_Supplied data_
⟨
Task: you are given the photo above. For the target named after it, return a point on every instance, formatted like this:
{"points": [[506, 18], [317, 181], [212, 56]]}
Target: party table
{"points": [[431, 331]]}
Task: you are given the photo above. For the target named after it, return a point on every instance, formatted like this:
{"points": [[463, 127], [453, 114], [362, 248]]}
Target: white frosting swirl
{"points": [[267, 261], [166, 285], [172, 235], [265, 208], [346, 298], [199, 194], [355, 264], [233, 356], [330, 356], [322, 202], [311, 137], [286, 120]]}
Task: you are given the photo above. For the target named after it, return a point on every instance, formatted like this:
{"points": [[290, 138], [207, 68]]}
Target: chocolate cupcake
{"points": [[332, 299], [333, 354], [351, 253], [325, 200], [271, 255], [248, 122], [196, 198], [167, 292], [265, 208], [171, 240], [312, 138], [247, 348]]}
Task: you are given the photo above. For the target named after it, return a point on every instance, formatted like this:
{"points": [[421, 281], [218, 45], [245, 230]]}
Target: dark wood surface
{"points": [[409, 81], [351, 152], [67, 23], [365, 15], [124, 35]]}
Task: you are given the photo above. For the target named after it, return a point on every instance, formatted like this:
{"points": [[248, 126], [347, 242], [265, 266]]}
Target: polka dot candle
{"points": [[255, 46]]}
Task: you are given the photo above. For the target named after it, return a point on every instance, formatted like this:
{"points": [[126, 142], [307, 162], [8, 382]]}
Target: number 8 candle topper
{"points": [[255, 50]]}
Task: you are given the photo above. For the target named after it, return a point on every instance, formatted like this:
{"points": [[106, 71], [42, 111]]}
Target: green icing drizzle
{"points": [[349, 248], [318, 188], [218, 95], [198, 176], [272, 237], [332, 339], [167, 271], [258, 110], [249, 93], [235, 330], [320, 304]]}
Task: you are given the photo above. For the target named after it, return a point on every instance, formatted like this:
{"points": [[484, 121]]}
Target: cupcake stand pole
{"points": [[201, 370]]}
⟩
_Aim of the exercise_
Pull out every line of the items above that contains the word "cupcake". Uppercase and lowercase letters count as different.

_Solution_
Target: chocolate cupcake
Target: cupcake stand pole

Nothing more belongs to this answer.